_What is asked_.
Quote the listing below in its entirety.

_Data lines_.
- - -

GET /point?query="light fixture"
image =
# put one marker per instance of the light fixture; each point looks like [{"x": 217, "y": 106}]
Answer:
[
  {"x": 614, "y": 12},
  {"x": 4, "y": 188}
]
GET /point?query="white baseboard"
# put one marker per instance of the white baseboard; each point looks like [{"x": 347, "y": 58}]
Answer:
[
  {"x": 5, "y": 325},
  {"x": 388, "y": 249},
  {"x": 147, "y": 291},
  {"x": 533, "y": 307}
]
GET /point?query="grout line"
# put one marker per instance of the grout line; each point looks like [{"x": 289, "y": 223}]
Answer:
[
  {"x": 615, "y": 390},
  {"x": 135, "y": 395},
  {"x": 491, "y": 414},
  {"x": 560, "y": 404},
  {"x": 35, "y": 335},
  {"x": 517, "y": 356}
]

- - -

_Task answer_.
GET /point?query="light fixture"
image =
# put one marker per instance of the light fixture; each point looks like [{"x": 217, "y": 106}]
Answer:
[
  {"x": 614, "y": 12},
  {"x": 4, "y": 188}
]
GET /point?query="white baseboard"
# put one marker per instance of the white baseboard; each point looks like [{"x": 347, "y": 58}]
Answer:
[
  {"x": 5, "y": 325},
  {"x": 388, "y": 249},
  {"x": 147, "y": 291},
  {"x": 533, "y": 307}
]
GET /point?query="grout line"
# put one marker per instance of the grout line; each point looks like [{"x": 289, "y": 223}]
Answer:
[
  {"x": 615, "y": 390},
  {"x": 135, "y": 395},
  {"x": 491, "y": 414},
  {"x": 560, "y": 404},
  {"x": 35, "y": 335},
  {"x": 517, "y": 356}
]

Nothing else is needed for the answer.